* WHAT TO PRODUCE
Please copy out the records that follow exactly as they stand.

* RECORDS SUPPLIED
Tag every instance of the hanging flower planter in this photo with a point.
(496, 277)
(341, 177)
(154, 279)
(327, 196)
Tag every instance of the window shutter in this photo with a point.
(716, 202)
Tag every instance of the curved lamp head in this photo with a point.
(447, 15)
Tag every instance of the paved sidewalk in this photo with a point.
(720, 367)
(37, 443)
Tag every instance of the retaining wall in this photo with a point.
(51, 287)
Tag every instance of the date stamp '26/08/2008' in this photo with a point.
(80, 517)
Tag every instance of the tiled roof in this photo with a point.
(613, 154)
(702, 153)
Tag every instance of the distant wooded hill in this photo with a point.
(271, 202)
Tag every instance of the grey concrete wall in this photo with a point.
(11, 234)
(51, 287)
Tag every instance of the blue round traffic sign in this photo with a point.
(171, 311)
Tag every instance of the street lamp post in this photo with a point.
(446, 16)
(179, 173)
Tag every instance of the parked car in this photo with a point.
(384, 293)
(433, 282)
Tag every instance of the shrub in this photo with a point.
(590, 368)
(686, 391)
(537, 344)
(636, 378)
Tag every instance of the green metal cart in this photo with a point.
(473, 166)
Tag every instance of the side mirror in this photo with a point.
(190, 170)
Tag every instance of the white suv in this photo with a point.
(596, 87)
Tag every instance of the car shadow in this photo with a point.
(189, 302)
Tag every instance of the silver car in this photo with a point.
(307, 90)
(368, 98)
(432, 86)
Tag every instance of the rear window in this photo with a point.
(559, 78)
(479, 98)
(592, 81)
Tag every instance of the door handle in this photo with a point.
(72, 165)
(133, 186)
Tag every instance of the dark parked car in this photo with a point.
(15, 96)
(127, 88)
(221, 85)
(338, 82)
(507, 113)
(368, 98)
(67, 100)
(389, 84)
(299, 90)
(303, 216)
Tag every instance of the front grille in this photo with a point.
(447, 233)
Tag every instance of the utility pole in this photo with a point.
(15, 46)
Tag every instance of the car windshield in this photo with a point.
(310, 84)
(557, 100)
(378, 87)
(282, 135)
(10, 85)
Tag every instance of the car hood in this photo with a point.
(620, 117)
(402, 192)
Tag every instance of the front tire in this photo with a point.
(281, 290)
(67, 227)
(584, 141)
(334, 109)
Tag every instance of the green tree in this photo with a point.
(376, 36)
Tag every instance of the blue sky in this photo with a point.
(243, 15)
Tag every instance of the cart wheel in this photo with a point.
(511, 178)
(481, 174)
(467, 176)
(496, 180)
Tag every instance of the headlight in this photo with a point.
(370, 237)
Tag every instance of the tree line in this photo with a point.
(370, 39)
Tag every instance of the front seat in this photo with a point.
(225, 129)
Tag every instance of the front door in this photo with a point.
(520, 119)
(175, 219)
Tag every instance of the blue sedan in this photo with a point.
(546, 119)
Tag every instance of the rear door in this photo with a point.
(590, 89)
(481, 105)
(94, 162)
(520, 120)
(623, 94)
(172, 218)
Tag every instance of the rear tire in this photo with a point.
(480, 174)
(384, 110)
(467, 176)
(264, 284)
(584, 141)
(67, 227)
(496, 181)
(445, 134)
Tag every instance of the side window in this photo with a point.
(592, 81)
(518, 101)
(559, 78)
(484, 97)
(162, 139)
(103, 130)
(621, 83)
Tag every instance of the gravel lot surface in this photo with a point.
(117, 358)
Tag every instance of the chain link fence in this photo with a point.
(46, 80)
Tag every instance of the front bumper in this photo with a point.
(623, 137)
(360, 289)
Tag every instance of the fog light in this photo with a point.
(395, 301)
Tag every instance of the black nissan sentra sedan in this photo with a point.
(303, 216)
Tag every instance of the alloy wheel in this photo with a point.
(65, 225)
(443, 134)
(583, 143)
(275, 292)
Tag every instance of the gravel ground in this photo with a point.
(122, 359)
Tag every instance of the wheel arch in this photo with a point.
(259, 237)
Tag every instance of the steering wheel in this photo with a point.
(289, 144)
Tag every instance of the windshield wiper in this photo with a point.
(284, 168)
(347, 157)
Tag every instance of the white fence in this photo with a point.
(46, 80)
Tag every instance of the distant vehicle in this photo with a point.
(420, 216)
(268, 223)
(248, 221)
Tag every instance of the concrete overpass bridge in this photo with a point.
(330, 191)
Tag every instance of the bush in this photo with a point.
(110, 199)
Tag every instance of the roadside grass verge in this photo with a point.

* OUTPUT FOR THIS TASK
Tag every instance of the hanging flower planter in this photo with a point.
(496, 277)
(341, 177)
(154, 279)
(327, 196)
Tag every instance of the window shutter in this photo with a point.
(716, 202)
Tag every instance of the curved lamp head in this photo with a point.
(447, 15)
Tag every instance of the paved sidewalk in this photo with a point.
(720, 367)
(37, 443)
Tag every instance of the retaining wall in this photo with a point.
(51, 287)
Tag every instance of the date stamp '26/08/2008' in this photo with a point.
(80, 517)
Tag every instance of the tiled roof in this photo with a point.
(613, 154)
(702, 153)
Tag every instance of the distant wooded hill in this photo with a point.
(271, 202)
Tag every instance of the grey concrete wall in this photo with a point.
(11, 234)
(51, 287)
Tag every instance of the blue round traffic sign in this photo with a point.
(171, 311)
Tag every instance of the street lamp post in this photo with a point.
(446, 16)
(179, 173)
Tag every instance of the parked car in this photo with a point.
(384, 293)
(433, 282)
Tag every instance of the shrub in this photo with a point.
(590, 368)
(686, 391)
(537, 344)
(636, 378)
Tag every instance of the green metal cart in this photo with a point.
(473, 166)
Tag every instance of the side mirror in this photo with a point.
(190, 170)
Tag every instance of the white suv in this photo with a point.
(596, 87)
Tag every instance of the car shadow in this photo with a point.
(189, 302)
Tag every instance of the silver car in this photo with a point.
(307, 90)
(368, 98)
(432, 86)
Tag every instance of the rear window in this photo with a point.
(559, 78)
(479, 98)
(592, 81)
Tag every instance of the door handle in this photo with a point.
(72, 165)
(133, 186)
Tag every instance of the dark parked car in this photo with a point.
(15, 96)
(127, 88)
(221, 85)
(338, 82)
(507, 113)
(368, 98)
(67, 100)
(389, 84)
(299, 90)
(303, 216)
Tag every instance of the front grille in this photo with a point.
(447, 233)
Tag every instance of the utility pole in this photo with a point.
(15, 46)
Tag every instance of the car windshield in this photo with a point.
(310, 84)
(557, 100)
(378, 87)
(282, 135)
(10, 85)
Tag every instance of the car hood in this photo with a point.
(620, 117)
(402, 192)
Tag every instance of the front tire in this photo with a point.
(281, 290)
(67, 227)
(584, 141)
(334, 109)
Tag every instance of the green tree in this photo with a point.
(376, 36)
Tag every instance of the blue sky in this photo with a point.
(243, 15)
Tag every instance of the cart wheel in this photo with a point.
(511, 178)
(481, 174)
(467, 176)
(496, 180)
Tag every instance of the headlight in this photo with a point.
(370, 237)
Tag every instance of the tree line in this photo with a point.
(370, 39)
Tag every instance of the front seat in this photo with a point.
(225, 129)
Tag every instance of the front door in this photo with a point.
(520, 119)
(175, 219)
Tag every instance of the blue sedan in this photo with a point.
(546, 119)
Tag every instance of the rear door in this photo with a point.
(590, 89)
(481, 105)
(94, 162)
(520, 120)
(623, 94)
(172, 218)
Tag every instance of the rear tire in this photo with a point.
(480, 174)
(384, 110)
(467, 176)
(264, 284)
(584, 141)
(67, 227)
(496, 181)
(445, 134)
Tag every instance of the side window in this photo with a point.
(592, 81)
(518, 101)
(559, 78)
(484, 97)
(162, 139)
(103, 130)
(621, 83)
Tag every instance of the gravel lot surface in this photo with a point.
(117, 358)
Tag every instance of the chain link fence in this photo with a point.
(46, 80)
Tag every instance of the front bumper in this photo with a point.
(623, 137)
(360, 289)
Tag every instance of the fog light in this photo with a point.
(395, 301)
Tag every instance of the black nissan sentra sedan in this photo with a point.
(303, 216)
Tag every instance of the alloy wheel in this photo with a point.
(65, 225)
(443, 134)
(583, 143)
(275, 292)
Tag every instance of the gravel ground in this photo with a point.
(122, 359)
Tag every instance of the wheel arch in this photo with a point.
(259, 237)
Tag every instance of the steering wheel in this photo with a point.
(289, 144)
Tag every instance of the windshield wiper in this photo with a point.
(284, 168)
(347, 157)
Tag every instance of the white fence in this photo with a point.
(46, 80)
Tag every instance of the distant vehicle in this photo with a point.
(420, 216)
(268, 223)
(248, 221)
Tag every instance of the concrete overpass bridge in this photo with a point.
(330, 191)
Tag every instance of the bush in this photo with a point.
(110, 199)
Tag every instance of the roadside grass verge in this photo with a point.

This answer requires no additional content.